Saved entries:
*** Begin section ***

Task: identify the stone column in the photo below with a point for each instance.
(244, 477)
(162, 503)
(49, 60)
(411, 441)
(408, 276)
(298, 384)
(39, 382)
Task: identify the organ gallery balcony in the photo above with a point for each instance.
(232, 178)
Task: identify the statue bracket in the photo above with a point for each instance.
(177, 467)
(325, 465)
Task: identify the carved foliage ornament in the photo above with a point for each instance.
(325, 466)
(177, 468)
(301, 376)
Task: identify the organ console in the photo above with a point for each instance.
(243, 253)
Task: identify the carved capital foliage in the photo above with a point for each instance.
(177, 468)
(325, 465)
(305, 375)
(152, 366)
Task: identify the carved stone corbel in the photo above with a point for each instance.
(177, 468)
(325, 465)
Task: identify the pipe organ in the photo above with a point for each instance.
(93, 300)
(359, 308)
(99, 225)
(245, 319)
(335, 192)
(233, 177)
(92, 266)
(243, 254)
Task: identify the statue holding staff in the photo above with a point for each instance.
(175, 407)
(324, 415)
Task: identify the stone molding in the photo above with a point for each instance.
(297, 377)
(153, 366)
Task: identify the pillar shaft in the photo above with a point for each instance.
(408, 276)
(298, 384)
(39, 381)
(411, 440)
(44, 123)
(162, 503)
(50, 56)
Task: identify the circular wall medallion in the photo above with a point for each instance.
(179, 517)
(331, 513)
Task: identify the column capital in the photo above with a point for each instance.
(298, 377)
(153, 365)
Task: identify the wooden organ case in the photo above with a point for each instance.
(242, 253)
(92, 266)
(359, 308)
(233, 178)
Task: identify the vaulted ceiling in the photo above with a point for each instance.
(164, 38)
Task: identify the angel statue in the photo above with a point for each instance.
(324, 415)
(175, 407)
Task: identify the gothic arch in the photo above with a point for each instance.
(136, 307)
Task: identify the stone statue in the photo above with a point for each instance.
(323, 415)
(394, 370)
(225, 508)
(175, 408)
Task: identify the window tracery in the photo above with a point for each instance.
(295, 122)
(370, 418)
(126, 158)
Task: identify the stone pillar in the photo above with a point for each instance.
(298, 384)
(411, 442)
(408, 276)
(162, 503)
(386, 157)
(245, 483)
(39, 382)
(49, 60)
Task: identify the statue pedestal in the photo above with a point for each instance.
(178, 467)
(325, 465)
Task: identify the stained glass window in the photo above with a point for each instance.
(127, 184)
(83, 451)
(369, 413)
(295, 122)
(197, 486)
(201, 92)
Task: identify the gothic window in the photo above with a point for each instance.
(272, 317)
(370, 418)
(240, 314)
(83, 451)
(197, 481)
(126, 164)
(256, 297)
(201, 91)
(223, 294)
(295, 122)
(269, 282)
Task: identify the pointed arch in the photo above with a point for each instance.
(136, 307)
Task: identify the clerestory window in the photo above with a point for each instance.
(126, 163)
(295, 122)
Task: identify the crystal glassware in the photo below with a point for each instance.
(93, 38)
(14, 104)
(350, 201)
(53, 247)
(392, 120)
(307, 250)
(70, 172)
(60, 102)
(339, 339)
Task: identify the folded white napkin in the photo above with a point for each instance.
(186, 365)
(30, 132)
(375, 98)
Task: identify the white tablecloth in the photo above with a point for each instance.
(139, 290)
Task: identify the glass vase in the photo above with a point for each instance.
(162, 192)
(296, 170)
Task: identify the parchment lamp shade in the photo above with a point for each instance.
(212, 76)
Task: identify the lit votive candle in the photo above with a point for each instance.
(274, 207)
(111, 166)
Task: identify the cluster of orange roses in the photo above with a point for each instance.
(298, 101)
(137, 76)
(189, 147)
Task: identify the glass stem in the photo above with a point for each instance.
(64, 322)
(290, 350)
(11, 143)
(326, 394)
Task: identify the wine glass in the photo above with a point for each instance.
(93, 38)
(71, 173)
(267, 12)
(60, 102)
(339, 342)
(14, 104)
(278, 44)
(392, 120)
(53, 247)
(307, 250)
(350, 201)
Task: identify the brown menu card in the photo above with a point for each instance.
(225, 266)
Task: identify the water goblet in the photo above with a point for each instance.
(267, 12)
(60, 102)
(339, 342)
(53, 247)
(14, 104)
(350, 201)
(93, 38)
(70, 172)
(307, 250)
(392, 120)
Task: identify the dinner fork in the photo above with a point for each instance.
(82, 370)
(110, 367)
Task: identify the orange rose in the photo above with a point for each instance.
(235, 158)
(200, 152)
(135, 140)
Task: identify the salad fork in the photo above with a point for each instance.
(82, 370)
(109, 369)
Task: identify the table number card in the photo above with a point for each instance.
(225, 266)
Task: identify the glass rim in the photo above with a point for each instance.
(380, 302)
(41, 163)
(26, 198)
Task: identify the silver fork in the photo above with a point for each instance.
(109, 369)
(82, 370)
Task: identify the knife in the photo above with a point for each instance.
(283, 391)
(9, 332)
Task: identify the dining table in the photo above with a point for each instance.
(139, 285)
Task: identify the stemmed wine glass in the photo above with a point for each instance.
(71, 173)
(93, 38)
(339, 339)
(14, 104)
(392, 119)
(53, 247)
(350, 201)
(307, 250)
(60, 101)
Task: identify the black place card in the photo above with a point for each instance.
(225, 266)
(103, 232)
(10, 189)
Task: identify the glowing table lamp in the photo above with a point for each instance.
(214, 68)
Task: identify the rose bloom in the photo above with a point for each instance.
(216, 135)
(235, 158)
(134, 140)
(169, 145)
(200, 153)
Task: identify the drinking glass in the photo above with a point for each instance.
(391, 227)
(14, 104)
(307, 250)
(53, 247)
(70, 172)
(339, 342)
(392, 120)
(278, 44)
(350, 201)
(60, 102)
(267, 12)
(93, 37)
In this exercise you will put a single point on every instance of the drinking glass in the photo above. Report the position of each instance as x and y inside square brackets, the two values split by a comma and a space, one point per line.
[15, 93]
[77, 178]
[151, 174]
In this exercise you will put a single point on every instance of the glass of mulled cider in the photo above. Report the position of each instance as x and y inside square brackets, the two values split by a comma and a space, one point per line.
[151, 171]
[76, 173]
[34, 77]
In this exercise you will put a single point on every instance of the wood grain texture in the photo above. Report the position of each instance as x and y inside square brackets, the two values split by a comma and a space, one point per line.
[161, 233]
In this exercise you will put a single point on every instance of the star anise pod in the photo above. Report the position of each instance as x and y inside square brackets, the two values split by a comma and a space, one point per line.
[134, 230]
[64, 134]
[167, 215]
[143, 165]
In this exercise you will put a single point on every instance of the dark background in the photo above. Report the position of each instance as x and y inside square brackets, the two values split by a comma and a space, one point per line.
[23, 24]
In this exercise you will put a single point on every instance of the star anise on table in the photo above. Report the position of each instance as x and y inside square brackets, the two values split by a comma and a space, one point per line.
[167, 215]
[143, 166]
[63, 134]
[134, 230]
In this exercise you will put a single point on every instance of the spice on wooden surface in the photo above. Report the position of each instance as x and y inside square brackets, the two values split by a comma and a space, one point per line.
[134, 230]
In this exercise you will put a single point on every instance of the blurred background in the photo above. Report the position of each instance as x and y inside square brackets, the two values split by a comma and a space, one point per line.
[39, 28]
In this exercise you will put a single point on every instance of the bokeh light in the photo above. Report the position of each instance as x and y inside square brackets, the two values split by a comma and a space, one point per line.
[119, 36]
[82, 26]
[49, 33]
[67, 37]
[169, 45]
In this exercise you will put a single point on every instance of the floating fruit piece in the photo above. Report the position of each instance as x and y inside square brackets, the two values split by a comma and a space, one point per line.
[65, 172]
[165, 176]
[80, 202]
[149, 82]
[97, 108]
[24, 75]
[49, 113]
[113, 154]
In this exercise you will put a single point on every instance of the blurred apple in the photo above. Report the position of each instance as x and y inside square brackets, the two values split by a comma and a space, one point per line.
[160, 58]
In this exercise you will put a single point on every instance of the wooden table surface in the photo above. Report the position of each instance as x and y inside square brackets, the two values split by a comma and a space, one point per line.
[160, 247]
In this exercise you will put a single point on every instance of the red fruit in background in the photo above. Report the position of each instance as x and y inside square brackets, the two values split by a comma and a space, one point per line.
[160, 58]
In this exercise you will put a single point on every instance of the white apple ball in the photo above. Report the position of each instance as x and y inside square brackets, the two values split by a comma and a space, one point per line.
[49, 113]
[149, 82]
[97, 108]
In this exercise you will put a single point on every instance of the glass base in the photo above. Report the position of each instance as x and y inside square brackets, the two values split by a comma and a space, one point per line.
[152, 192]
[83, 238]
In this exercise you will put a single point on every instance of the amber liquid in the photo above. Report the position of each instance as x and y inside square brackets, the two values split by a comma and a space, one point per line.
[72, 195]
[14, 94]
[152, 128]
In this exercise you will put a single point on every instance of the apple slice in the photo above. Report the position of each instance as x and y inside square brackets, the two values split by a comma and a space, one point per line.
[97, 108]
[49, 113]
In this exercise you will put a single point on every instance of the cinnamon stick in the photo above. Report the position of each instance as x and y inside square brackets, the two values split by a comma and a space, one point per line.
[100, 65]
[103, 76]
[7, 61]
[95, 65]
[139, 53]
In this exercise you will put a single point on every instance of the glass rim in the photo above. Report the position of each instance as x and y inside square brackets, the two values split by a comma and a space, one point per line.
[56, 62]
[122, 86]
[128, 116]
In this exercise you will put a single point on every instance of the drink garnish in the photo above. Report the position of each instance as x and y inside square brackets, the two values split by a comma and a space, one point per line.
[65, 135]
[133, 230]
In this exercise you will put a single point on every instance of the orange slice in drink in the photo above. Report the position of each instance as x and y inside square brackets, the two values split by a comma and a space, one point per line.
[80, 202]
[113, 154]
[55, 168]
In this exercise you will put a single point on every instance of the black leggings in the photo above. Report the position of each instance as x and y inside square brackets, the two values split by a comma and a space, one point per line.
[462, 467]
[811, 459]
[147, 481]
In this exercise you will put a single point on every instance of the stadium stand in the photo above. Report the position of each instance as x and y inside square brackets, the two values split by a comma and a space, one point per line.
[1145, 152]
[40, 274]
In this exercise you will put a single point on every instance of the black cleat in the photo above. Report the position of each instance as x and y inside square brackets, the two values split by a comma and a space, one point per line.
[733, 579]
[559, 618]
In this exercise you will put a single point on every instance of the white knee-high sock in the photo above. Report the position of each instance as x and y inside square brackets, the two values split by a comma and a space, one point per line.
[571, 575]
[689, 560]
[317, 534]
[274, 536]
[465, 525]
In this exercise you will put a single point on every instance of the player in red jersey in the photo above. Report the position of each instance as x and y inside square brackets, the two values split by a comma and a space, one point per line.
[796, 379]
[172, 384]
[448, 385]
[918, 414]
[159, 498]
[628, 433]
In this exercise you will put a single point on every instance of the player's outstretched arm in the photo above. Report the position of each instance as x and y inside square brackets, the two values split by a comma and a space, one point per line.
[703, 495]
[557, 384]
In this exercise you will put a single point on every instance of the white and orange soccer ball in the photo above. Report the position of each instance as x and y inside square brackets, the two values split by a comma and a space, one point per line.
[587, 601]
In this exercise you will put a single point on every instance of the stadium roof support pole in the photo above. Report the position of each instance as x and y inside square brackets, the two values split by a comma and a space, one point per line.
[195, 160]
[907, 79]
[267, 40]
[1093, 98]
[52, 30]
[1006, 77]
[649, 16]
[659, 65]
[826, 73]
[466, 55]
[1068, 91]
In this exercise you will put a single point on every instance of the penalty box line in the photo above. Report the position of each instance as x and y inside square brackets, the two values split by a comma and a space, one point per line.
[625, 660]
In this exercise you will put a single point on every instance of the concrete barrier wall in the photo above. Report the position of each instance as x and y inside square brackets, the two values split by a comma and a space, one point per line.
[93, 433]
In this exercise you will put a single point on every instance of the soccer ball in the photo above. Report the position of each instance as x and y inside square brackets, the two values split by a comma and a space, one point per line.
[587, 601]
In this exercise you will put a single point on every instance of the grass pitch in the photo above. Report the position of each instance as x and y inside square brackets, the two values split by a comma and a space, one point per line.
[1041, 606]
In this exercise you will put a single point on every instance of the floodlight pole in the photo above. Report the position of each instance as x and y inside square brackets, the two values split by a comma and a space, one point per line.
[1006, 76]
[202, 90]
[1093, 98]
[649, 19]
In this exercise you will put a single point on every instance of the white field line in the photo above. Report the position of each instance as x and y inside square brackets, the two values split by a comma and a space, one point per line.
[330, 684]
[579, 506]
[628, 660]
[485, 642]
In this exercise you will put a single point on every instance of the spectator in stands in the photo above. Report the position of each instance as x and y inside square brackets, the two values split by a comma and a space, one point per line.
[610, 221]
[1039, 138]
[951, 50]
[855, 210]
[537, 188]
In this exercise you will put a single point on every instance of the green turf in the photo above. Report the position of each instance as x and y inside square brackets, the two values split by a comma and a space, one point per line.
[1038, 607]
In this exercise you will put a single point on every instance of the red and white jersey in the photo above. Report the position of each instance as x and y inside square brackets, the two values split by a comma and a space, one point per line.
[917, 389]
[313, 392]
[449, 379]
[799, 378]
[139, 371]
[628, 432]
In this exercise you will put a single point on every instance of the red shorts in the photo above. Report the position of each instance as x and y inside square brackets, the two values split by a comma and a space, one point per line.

*** End section ***

# Directions for this task:
Lines from the one with "of the green" through the last line above must be printed exactly; no other line is to appear.

# Worked solution:
In this exercise you will put a single point on every instance of the green turf in the photo above. Report the position of each instance as x and y inside square brackets, the two values split by a comma and a space, one point per line.
[1038, 607]
In this exercise you will put a single point on every instance of the red and white jersey in the photo above. Report the position of each instance as x and y inside square brackets, the two values split by a comma and a space, one point per line.
[917, 389]
[313, 392]
[449, 379]
[799, 378]
[139, 371]
[628, 432]
In this exercise you will put a single point on every instance of the red shorts in the photo above. Report the position of each instance as x and y inside square brackets, the two values split by a comma and a space, one point per line.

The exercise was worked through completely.